Exercise materials:
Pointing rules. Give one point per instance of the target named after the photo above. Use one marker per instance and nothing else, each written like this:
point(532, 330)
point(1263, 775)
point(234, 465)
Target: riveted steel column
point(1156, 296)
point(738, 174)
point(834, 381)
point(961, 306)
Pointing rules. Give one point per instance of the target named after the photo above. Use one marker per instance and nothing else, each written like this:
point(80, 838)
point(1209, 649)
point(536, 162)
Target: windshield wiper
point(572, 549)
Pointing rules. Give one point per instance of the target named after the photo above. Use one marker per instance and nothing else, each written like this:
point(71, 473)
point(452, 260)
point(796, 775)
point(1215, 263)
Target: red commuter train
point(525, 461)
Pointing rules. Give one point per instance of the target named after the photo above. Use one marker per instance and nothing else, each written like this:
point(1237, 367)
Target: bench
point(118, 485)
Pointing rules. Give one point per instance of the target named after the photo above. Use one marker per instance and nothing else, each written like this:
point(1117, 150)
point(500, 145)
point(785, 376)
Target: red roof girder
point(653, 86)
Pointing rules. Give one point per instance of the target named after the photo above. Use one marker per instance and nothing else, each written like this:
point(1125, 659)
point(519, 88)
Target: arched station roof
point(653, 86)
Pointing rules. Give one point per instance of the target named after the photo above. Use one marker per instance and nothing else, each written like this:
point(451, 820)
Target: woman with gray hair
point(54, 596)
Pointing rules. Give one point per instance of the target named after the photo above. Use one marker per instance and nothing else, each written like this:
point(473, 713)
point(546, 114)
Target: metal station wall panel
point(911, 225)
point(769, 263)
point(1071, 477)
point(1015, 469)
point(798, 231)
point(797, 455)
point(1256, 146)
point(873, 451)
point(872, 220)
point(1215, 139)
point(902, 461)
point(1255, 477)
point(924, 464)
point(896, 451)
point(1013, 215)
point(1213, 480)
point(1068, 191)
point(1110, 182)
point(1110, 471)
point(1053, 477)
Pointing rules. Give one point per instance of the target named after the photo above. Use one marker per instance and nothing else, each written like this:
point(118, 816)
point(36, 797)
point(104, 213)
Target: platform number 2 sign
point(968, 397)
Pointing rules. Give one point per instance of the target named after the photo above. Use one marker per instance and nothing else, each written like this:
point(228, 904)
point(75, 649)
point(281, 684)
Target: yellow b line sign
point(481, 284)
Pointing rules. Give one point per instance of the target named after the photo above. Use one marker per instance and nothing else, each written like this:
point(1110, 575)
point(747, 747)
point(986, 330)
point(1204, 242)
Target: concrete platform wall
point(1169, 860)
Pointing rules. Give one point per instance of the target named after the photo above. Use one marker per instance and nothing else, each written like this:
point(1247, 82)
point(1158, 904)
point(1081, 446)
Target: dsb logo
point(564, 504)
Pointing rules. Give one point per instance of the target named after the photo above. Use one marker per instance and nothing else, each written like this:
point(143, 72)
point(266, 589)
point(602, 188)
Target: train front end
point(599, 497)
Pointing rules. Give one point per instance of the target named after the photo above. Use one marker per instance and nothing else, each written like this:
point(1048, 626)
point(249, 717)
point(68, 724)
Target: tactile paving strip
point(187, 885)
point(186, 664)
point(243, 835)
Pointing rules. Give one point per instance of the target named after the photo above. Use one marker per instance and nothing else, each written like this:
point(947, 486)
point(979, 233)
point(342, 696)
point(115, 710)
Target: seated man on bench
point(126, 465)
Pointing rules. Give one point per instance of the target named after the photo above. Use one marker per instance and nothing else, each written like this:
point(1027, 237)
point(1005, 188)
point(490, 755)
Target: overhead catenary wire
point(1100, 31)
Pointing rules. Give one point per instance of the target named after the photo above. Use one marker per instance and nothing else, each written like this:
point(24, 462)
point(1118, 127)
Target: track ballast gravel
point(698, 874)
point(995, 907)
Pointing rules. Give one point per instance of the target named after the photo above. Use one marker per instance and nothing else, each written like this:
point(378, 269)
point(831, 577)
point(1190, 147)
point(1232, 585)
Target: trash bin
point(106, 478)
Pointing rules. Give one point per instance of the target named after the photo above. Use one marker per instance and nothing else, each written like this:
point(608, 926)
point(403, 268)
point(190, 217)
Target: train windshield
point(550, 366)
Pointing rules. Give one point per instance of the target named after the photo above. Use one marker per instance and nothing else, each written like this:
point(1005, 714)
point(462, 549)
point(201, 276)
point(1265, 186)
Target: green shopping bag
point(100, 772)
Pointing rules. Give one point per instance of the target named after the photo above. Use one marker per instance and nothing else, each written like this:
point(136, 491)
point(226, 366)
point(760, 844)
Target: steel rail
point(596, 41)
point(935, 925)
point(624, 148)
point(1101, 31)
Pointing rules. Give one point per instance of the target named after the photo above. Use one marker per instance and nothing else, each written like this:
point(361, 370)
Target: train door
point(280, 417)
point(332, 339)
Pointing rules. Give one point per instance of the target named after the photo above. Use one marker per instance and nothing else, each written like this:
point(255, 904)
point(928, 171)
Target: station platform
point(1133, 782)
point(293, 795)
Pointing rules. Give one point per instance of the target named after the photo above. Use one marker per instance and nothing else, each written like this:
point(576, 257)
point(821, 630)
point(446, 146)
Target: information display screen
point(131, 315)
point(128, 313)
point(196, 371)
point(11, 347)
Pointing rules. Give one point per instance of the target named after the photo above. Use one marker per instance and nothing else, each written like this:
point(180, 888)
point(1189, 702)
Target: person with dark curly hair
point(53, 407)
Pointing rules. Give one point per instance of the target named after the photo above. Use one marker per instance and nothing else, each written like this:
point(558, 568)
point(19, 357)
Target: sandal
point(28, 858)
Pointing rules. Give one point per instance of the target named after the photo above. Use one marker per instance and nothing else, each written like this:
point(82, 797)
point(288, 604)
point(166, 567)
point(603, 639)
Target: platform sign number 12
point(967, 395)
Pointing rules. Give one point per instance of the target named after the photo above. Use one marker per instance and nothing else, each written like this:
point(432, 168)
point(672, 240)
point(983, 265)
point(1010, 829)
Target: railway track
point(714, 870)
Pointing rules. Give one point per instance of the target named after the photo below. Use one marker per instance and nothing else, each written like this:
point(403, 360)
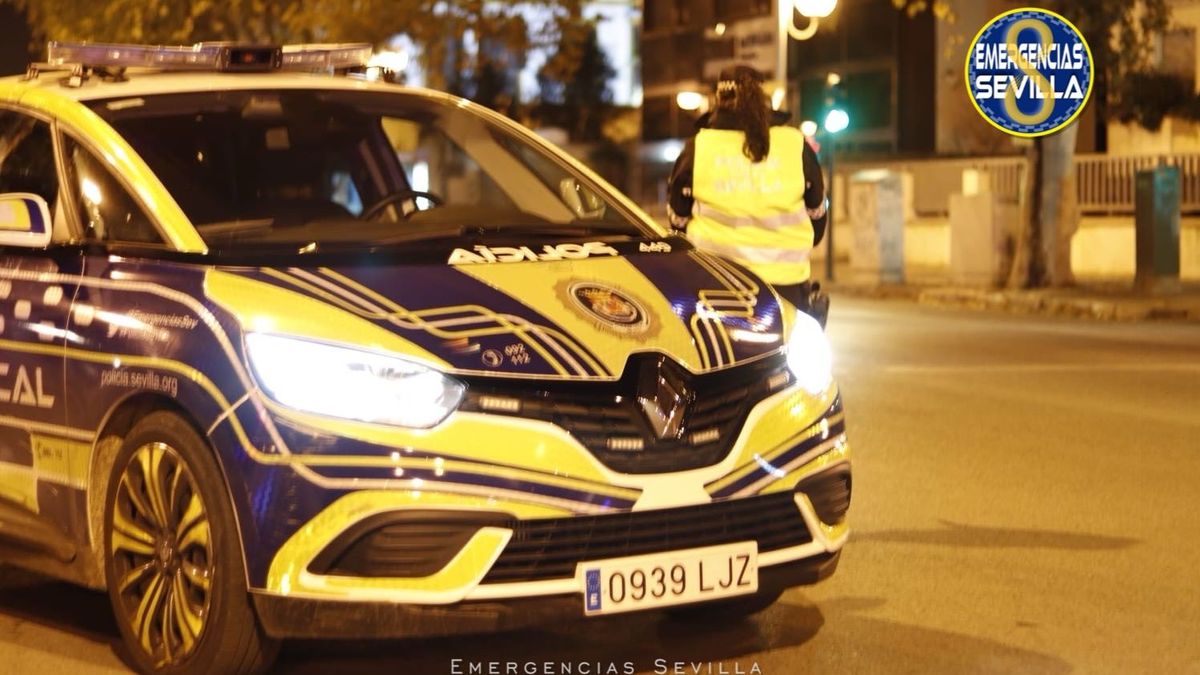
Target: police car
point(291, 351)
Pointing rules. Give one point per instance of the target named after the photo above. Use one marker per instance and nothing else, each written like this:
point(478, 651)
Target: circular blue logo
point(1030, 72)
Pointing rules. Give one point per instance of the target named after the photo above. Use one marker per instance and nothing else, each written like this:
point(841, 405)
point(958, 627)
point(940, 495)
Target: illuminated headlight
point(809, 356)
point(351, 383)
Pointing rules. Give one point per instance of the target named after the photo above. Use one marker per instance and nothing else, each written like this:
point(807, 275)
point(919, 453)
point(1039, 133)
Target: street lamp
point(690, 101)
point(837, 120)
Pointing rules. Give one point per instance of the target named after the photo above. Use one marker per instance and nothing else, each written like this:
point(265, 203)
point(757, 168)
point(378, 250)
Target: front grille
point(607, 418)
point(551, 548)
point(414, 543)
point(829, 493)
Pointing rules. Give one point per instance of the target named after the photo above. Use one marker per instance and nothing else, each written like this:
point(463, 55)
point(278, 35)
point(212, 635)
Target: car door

Problem details: Retype all entries exactly; omit pictures.

Answer to this problem:
Pointing rules. Give one point per instance of the target named after the photo above. Use one marker per instance and nothing else, each written like this:
point(532, 330)
point(1263, 775)
point(234, 465)
Target: riveted steel column
point(1156, 296)
point(738, 174)
point(834, 381)
point(961, 306)
Pointing rules. Give one point per instance of the target named after the photo above. Use one marker per instance and nothing else, each written like this:
point(80, 838)
point(1209, 649)
point(536, 162)
Target: windshield wiper
point(572, 549)
Pointing rules. Give one point per instance of the target named after the photo above. Use one marker per instance and nothing else, each written like this:
point(71, 473)
point(452, 260)
point(796, 775)
point(1215, 263)
Target: red commuter train
point(525, 461)
Pointing rules. Give one point per instance of the target named after the photo above. Use one marker per instance and nothing else, each written like this:
point(1237, 367)
Target: bench
point(118, 485)
Pointing rules. Give one point per instance of the target named after the photo above. Use one marker per instance and nothing else, each written like this:
point(1117, 150)
point(500, 145)
point(785, 376)
Target: red roof girder
point(653, 86)
Pointing rules. Give one point per instance of the target named after the photo above. Use one marker per instance and nothing else, each written like this:
point(1125, 659)
point(519, 88)
Target: arched station roof
point(653, 86)
Pointing rules. Give one point per instance of the target named after the photo above. Use one marker per instance and nothing else, each written like this:
point(451, 820)
Target: woman with gray hair
point(54, 596)
Pointing rules. Give one point per instance of the target named after the photo above. Use one marker per instance and nothing else, each written like this:
point(473, 713)
point(546, 114)
Target: metal station wall panel
point(911, 225)
point(769, 263)
point(1071, 477)
point(1015, 469)
point(798, 231)
point(797, 455)
point(1256, 146)
point(873, 451)
point(872, 220)
point(1215, 139)
point(902, 461)
point(1255, 477)
point(924, 464)
point(896, 451)
point(1013, 215)
point(1213, 480)
point(1068, 191)
point(1110, 182)
point(1110, 471)
point(1053, 477)
Pointing rules. Give one point per instance of the target named after the photo above. Use one marker per instance and nothing else, each written like this:
point(118, 816)
point(36, 797)
point(104, 213)
Target: platform number 2 sign
point(968, 397)
Pointing rules. Give one point per instance of the target named after the photo above. Use one marker per instance and nothing else, each written like this:
point(228, 904)
point(75, 649)
point(281, 684)
Target: yellow b line sign
point(481, 284)
Pointing rules. Give one point per instance of the target named after the photo above. Use one marker per instance and nothing else, each written like this:
point(1110, 575)
point(747, 747)
point(986, 330)
point(1204, 242)
Target: concrete platform wall
point(1169, 860)
Pointing rules. Give one point per instance of the target named after the photo above. Use one marker per instance and nothing else, each written like this:
point(1247, 82)
point(1158, 904)
point(1081, 446)
Target: dsb logo
point(564, 504)
Pointing rules. Give one point per instance of the target named after the photo above. Use one marker per instance and nothing else, each written like this:
point(143, 72)
point(266, 589)
point(602, 188)
Target: train front end
point(599, 497)
Pointing rules. Give one point per instance of the target named after the photo above. Use one marker per instance and nothing else, each written like this:
point(1048, 626)
point(249, 717)
point(68, 724)
Target: tactile paving strip
point(187, 885)
point(186, 664)
point(243, 835)
Pointing rules. Give one point per instance of the target named after the photo above. Use one marker per instance and nothing else, each written like this:
point(947, 486)
point(979, 233)
point(342, 696)
point(115, 710)
Target: seated man on bench
point(126, 465)
Pointing rules. Give one point per instance of the target named after the photo above. Use one marker per instance and nothing else, each written like this:
point(1027, 237)
point(1005, 188)
point(490, 755)
Target: overhead catenary wire
point(1100, 31)
Pointing rules. Give one point per instance of the target named after the photo above. Use one marker per instance and nothing else, each written like this:
point(24, 462)
point(1118, 127)
Target: track ballast gravel
point(698, 874)
point(995, 907)
Pointing rules. Give one point per instance of the target named after the photo above. Use one marker per instance and nothing else, each written like this:
point(378, 269)
point(831, 577)
point(1190, 147)
point(1232, 585)
Target: trash bin
point(106, 478)
Pointing rules. Give one point per instance of the target named after the photo above. Use one marker per instance and nothing else, each written like this:
point(608, 926)
point(403, 268)
point(190, 217)
Target: train windshield
point(550, 366)
Pointing rules. Give one point per instance of the target named after the photo above. Use one marker per instance and nothing else, each written like this:
point(1005, 714)
point(462, 549)
point(201, 276)
point(1265, 186)
Target: green shopping bag
point(100, 772)
Pointing rules. Give one point per instance of the target named after the photo above. Use one marker per instance and nothing else, each written like this:
point(136, 491)
point(226, 366)
point(760, 844)
Target: steel rail
point(596, 41)
point(935, 925)
point(624, 148)
point(1101, 31)
Pointing rules. Give one point per instance of the target named after the photo above. Use one marker per instance and nothing else, each written like this:
point(361, 370)
Target: train door
point(280, 417)
point(332, 339)
Pointing rules. Give one point per instance of the target named after the photo above. Use one marker per instance and nothing else, each written like this:
point(255, 904)
point(928, 171)
Target: station platform
point(1133, 782)
point(293, 795)
Pointing rules. Give one point per instance of the target named after the photo above. Use one marker per instance and nothing else, each written like this:
point(576, 257)
point(821, 630)
point(446, 146)
Target: information display screen
point(131, 315)
point(128, 313)
point(196, 371)
point(11, 347)
Pointing rules. Give one point per instance of the target named after the photo above. Use one marker per instance and nothing else, each written like this:
point(180, 888)
point(1189, 702)
Target: person with dark curly hair
point(53, 407)
Pointing rules. Give one point per instance of the target named after the photo above. Use one marker per instance and nothing else, each written like this:
point(558, 568)
point(19, 357)
Target: sandal
point(28, 858)
Pointing rules. Give one point per instance of the target named after the photo above. Use one marker per instance and nothing else, each written like this:
point(82, 797)
point(288, 604)
point(166, 567)
point(603, 639)
Target: platform sign number 12
point(967, 395)
Pointing rules. Give one point per instance of the target named after the photo above. Use one marker per instance and nothing else, each written like this:
point(432, 168)
point(672, 240)
point(983, 265)
point(1010, 829)
Target: railway track
point(714, 870)
Pointing rules. Give one point per instance of the target named after the photo below. Use one marker per instance and nothing else, each written like this:
point(403, 360)
Target: police car
point(291, 351)
Pointing rules. Give one point per instance of the target named after the photo above. Use one marker per instance and nothing else, each written like this:
point(478, 651)
Target: circular blue logo
point(1030, 72)
Pointing rules. Give one point per instance of the target named after the photo above. Use one marker per instance and nothing else, each written like this:
point(841, 405)
point(958, 627)
point(940, 495)
Target: illuminated headlight
point(809, 356)
point(351, 383)
Pointing rules. Give one point per instance of the target named after the photo above. Use one marker per instance and nothing else, each written like this:
point(807, 275)
point(919, 453)
point(1039, 133)
Target: street lamp
point(690, 101)
point(837, 120)
Pointing rules. Give one point per instance of the target named after the photo above. Use one marker per instance and nothing else, each written like this:
point(265, 203)
point(757, 168)
point(378, 250)
Target: front grille
point(607, 418)
point(551, 548)
point(414, 543)
point(829, 493)
Pointing rules. Give one point per instance of the target named after the photo above. Use one marker per instance and nothing else, each written like this:
point(463, 55)
point(278, 35)
point(212, 635)
Target: car door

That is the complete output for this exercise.